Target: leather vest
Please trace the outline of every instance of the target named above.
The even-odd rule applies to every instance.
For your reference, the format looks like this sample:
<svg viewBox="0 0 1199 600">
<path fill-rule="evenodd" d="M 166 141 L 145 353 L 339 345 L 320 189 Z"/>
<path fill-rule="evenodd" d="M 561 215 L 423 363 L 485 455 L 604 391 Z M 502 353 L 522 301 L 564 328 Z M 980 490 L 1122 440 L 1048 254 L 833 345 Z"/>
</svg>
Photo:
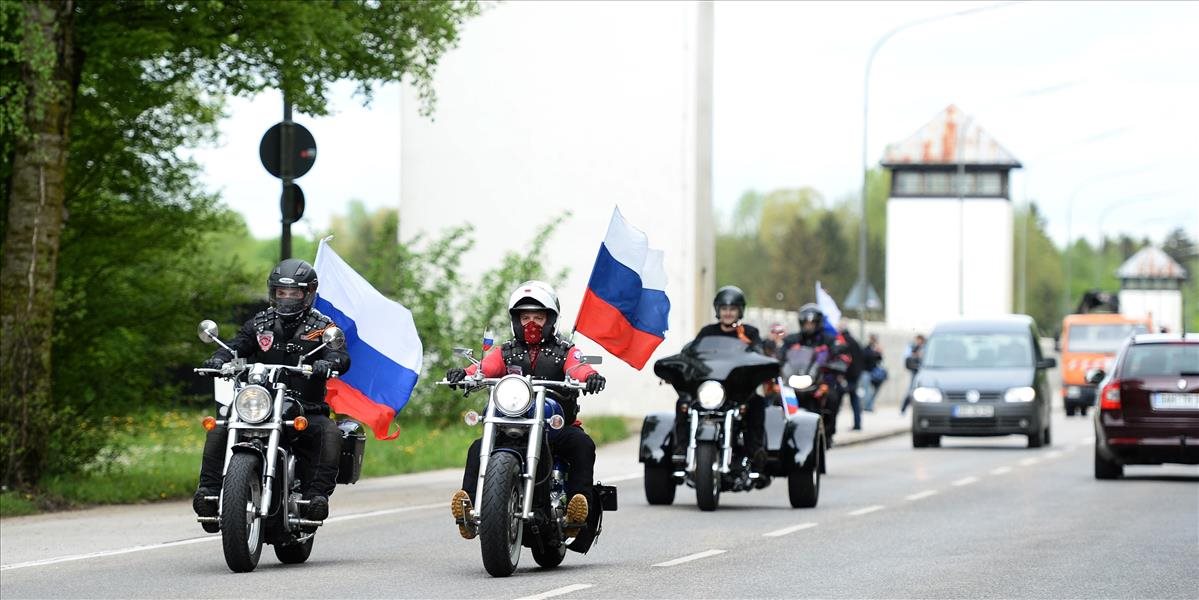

━━━━━━━━━━

The entries are to be copied exactly, and each image is to be omitted.

▶ _RESPONSE AREA_
Target: leather vest
Please trace the outline of every instance of the target named above.
The even-odd rule applies to every instance.
For your reference, the format looks like this sample:
<svg viewBox="0 0 1199 600">
<path fill-rule="evenodd" d="M 166 141 L 145 353 L 339 345 L 320 189 Z"/>
<path fill-rule="evenodd" d="M 561 215 L 423 363 L 485 455 L 604 391 Z M 502 353 L 522 301 L 564 328 Z M 980 490 L 1122 440 L 1048 254 L 833 345 Z"/>
</svg>
Photo:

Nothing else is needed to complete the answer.